[GIVEN RECORDS start]

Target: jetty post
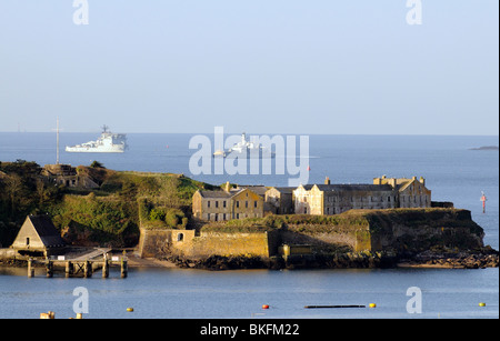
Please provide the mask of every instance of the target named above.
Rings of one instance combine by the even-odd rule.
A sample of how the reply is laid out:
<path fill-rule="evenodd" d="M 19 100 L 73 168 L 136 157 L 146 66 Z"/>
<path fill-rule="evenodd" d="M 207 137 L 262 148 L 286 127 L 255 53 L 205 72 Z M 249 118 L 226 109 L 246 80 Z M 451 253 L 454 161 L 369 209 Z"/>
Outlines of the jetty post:
<path fill-rule="evenodd" d="M 127 278 L 128 272 L 129 272 L 129 267 L 128 267 L 127 258 L 123 255 L 121 258 L 121 278 L 122 279 Z"/>
<path fill-rule="evenodd" d="M 51 260 L 47 260 L 46 271 L 47 271 L 47 278 L 53 277 L 53 262 Z"/>
<path fill-rule="evenodd" d="M 74 267 L 71 261 L 66 262 L 66 271 L 64 272 L 66 272 L 66 278 L 70 278 L 73 275 Z"/>
<path fill-rule="evenodd" d="M 92 264 L 86 260 L 83 263 L 83 277 L 84 278 L 91 278 L 92 277 Z"/>
<path fill-rule="evenodd" d="M 104 261 L 102 263 L 102 278 L 108 278 L 109 277 L 109 262 L 108 262 L 108 257 L 106 257 L 104 254 Z"/>

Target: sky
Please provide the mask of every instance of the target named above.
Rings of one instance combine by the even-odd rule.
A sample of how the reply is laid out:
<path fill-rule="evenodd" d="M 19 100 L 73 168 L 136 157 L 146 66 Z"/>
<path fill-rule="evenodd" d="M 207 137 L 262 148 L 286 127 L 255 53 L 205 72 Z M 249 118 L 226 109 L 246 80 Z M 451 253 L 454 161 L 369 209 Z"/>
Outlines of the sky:
<path fill-rule="evenodd" d="M 499 133 L 498 0 L 79 1 L 0 1 L 0 131 Z"/>

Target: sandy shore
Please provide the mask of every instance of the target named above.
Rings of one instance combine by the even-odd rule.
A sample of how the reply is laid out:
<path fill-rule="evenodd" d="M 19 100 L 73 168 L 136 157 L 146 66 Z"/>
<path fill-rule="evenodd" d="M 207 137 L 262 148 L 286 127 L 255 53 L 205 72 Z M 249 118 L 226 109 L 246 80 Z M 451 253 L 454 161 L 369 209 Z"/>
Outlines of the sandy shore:
<path fill-rule="evenodd" d="M 127 254 L 129 268 L 177 268 L 178 267 L 169 261 L 162 261 L 154 258 L 140 258 L 136 254 Z"/>

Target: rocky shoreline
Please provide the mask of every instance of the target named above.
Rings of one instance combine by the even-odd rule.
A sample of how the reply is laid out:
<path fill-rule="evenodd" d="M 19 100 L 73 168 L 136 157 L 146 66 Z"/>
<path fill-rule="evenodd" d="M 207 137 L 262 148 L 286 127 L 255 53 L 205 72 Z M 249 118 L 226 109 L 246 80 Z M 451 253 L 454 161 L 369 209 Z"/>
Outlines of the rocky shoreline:
<path fill-rule="evenodd" d="M 499 267 L 499 252 L 480 251 L 433 252 L 397 254 L 394 252 L 348 252 L 340 254 L 308 254 L 268 259 L 252 255 L 210 255 L 204 259 L 169 257 L 166 260 L 181 269 L 241 270 L 241 269 L 390 269 L 390 268 L 444 268 L 484 269 Z"/>

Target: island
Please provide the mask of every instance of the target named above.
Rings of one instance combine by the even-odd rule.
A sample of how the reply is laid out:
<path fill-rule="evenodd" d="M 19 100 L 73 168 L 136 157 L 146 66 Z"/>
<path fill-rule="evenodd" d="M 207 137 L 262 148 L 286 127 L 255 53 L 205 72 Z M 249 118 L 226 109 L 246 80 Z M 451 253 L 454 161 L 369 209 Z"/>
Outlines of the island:
<path fill-rule="evenodd" d="M 57 232 L 42 238 L 52 224 Z M 124 252 L 139 265 L 210 270 L 498 267 L 499 253 L 483 238 L 470 211 L 433 202 L 417 177 L 279 188 L 99 162 L 0 163 L 3 264 Z"/>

[GIVEN RECORDS end]

WHAT YOU ARE ASKED TO DO
Rewrite every one of the items above, changing each "Outlines of" to "Polygons for" and leaving everything else as it is. Omit the pictures from your answer.

EXERCISE RESULT
Target: jetty post
Please provide the mask of every instance of the target named above.
Rings of one instance combine by the even-odd rule.
A sample of how the reply is laid out:
<path fill-rule="evenodd" d="M 19 100 L 73 168 L 136 157 L 146 66 Z"/>
<path fill-rule="evenodd" d="M 207 137 L 262 148 L 286 127 L 255 53 L 205 72 Z M 249 118 L 226 109 L 246 80 Z M 451 253 L 454 161 L 369 209 Z"/>
Polygons for the jetty post:
<path fill-rule="evenodd" d="M 127 278 L 128 272 L 129 272 L 129 267 L 128 267 L 127 258 L 123 255 L 121 258 L 121 278 L 122 279 Z"/>
<path fill-rule="evenodd" d="M 51 260 L 47 260 L 46 271 L 47 271 L 47 278 L 53 277 L 53 262 Z"/>
<path fill-rule="evenodd" d="M 74 267 L 71 261 L 66 262 L 66 271 L 64 272 L 66 272 L 66 278 L 70 278 L 73 275 Z"/>
<path fill-rule="evenodd" d="M 92 264 L 86 260 L 83 263 L 83 277 L 84 278 L 91 278 L 92 277 Z"/>
<path fill-rule="evenodd" d="M 104 261 L 102 263 L 102 278 L 108 278 L 109 277 L 109 262 L 108 262 L 108 257 L 106 257 L 104 254 Z"/>

Target: sky
Please provide the mask of every instance of the target named above.
Rings of one instance combine by the even-odd rule.
A sample of how the reply is laid out:
<path fill-rule="evenodd" d="M 19 100 L 73 168 L 136 157 L 146 66 Z"/>
<path fill-rule="evenodd" d="M 207 137 L 262 148 L 286 127 L 255 53 L 205 72 Z M 249 118 L 226 109 L 246 80 Z M 451 253 L 454 161 L 369 209 Z"/>
Polygons for the sky:
<path fill-rule="evenodd" d="M 499 133 L 498 0 L 79 1 L 0 1 L 0 131 Z"/>

Target: sandy shore
Please provide the mask of every instance of the target named above.
Rings of one instance combine by the even-odd rule.
A sample of how the reply is laid out:
<path fill-rule="evenodd" d="M 19 100 L 73 168 L 136 157 L 146 66 Z"/>
<path fill-rule="evenodd" d="M 207 137 L 262 148 L 286 127 L 255 53 L 205 72 Z M 249 118 L 226 109 L 246 80 Z M 451 253 L 454 161 L 369 209 Z"/>
Polygons for the sandy shore:
<path fill-rule="evenodd" d="M 127 254 L 129 268 L 177 268 L 178 267 L 169 261 L 162 261 L 154 258 L 140 258 L 136 254 Z"/>

Target: rocky shoreline
Please provide the mask of every instance of the target named above.
Rings of one instance combine by the even-odd rule.
A sample of how the reply is laid out:
<path fill-rule="evenodd" d="M 19 100 L 73 168 L 136 157 L 146 66 Z"/>
<path fill-rule="evenodd" d="M 207 137 L 262 148 L 286 127 L 255 53 L 205 72 Z M 249 118 L 226 109 L 246 80 Z M 451 253 L 454 161 L 369 209 Z"/>
Polygons for the rocky shoreline:
<path fill-rule="evenodd" d="M 499 267 L 499 252 L 480 251 L 433 252 L 397 254 L 394 252 L 348 252 L 340 254 L 308 254 L 268 259 L 252 255 L 210 255 L 204 259 L 169 257 L 166 260 L 181 269 L 241 270 L 241 269 L 390 269 L 390 268 L 444 268 L 484 269 Z"/>

Target: island
Please provide the mask of every instance of the target named above.
Rings of one instance combine by the even-odd rule.
A sample of how the reply is laid out:
<path fill-rule="evenodd" d="M 19 100 L 73 168 L 136 157 L 146 66 Z"/>
<path fill-rule="evenodd" d="M 207 137 L 262 148 L 286 127 L 255 53 L 205 72 Z M 249 118 L 226 109 L 246 80 Z M 451 253 L 454 161 L 369 209 Z"/>
Polygons for the island:
<path fill-rule="evenodd" d="M 57 232 L 42 238 L 52 224 Z M 124 252 L 139 265 L 210 270 L 498 267 L 499 253 L 483 238 L 470 211 L 433 202 L 417 177 L 279 188 L 99 162 L 0 163 L 3 264 Z"/>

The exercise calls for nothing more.